Requests:
**1.** Give again the part of the Beau Brummell review that opens with the words containing "We had many" and closes with "from their homelands.", changing "snuffbox" to "walking cane".
**2.** According to the Beau Brummell review, which actor played the Prince of Wales?

Page text:
*****
Beau Brummell: This Charming Man (BBC4)
I really enjoyed the BBC's 80 minute drama based on Ian Kelly's excellent biography of Beau Brummell. The title role was played by James Purefoy, seen recently playing Mark Anthony in the HBO/BBC miniseries Rome, and as the Black Prince in A Knight's Tale. He has previous Regency form too, having played Tom Bertram in the BBC Mansfield Park from 1999. Here he came across as cool and devilishly handsome, but deeply insecure.
It would have been impossible to have fitted everything contained in Ian Kelly's book into such a short space of time, so the writer went for something of an impressionistic approach. We learn nothing of Brummell's origins, except that he came from nowhere.
How he came to gain the intimate friendship of the Prince of Wales (superbly played by Hugh Bonneville, another Mansfield Park alumnus) is not addressed (Brummell served in Prinny's regiment, the 10th Light Dragoons). We are instead taken straight to the Prince's plans for his wedding (there is a Realplayer video clip of this on the BBC4 website), and Brummell's advice that "less is more", as far as fashion is concerned.
The screenwriter, Simon Bent, has simplified aspects of Brummell's life are simplified for the benefit of the dramatic flow.
For example his valet, Robinson, (played by Phil Daniels) stays with the Beau through the story until his final ruin. The real Robinson served Brummell for ten years before moving on, to be replaced by a succession of others. This was a drama and not a documentary. It was true to the underlying course of events, if not to every detail.
We had many of the most well known Brummell anecdotes depicted: the audience who came to watch him dress; the incident with the Prince and the snuffbox; and the infamous "who's your fat friend?" quip that went so horribly wrong. We also had Lord Byron (Matthew Rhys).
Kelly speculates about a possible homosexual relationship between Brummell and Byron, but seems to come down against it having happened. Bent uses an ill-defined three-way relationship between Brummell, Byron, and Brummell's childhood sweetheart and, later, leading courtesan, Julia Storer/Johnstone (played by Zoe Telford) as the reason for Brummell's falling out with the Prince. Byron gets to deliver his famous remark that the three great men of the age are himself, Napoleon, and Brummell when they first meet. In fact Byron made the remark much later, when all three were exiled from their homelands.
*****
Entries shown:

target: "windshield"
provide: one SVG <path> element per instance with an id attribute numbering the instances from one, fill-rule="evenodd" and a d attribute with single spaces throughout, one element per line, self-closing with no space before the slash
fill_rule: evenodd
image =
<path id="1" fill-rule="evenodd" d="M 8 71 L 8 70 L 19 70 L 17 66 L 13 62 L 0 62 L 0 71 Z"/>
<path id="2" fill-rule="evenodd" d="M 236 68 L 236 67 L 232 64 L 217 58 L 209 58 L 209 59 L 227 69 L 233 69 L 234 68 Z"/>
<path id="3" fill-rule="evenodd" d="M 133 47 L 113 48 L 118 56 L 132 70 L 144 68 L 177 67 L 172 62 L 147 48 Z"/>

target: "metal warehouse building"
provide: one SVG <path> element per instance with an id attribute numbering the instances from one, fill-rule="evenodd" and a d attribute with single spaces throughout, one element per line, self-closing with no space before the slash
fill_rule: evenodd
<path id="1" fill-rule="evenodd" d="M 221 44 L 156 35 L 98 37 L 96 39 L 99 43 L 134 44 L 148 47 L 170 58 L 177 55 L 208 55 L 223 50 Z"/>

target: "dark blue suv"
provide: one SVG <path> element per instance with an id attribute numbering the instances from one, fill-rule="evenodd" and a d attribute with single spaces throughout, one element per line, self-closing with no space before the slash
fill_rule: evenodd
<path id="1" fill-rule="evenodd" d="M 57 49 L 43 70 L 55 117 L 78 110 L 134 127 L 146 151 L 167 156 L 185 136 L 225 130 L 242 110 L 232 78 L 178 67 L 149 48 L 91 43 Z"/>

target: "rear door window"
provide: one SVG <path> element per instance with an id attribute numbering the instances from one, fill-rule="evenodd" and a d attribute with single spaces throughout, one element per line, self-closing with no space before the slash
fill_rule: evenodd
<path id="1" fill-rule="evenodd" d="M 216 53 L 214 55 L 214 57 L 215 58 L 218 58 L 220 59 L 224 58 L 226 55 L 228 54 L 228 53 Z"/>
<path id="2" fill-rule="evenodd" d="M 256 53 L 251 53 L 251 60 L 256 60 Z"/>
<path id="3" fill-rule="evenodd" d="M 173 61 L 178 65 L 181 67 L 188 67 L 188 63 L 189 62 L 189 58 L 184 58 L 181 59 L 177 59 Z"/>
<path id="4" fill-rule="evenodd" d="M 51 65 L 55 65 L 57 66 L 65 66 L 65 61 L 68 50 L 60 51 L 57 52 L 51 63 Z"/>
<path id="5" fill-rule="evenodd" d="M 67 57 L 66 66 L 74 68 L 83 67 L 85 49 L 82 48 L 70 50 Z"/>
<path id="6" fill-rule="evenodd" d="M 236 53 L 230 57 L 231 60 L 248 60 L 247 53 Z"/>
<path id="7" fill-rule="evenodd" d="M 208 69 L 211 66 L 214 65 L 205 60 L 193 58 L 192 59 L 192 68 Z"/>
*****
Set of answers:
**1.**
We had many of the most well known Brummell anecdotes depicted: the audience who came to watch him dress; the incident with the Prince and the walking cane; and the infamous "who's your fat friend?" quip that went so horribly wrong. We also had Lord Byron (Matthew Rhys).
Kelly speculates about a possible homosexual relationship between Brummell and Byron, but seems to come down against it having happened. Bent uses an ill-defined three-way relationship between Brummell, Byron, and Brummell's childhood sweetheart and, later, leading courtesan, Julia Storer/Johnstone (played by Zoe Telford) as the reason for Brummell's falling out with the Prince. Byron gets to deliver his famous remark that the three great men of the age are himself, Napoleon, and Brummell when they first meet. In fact Byron made the remark much later, when all three were exiled from their homelands.

**2.** Hugh Bonneville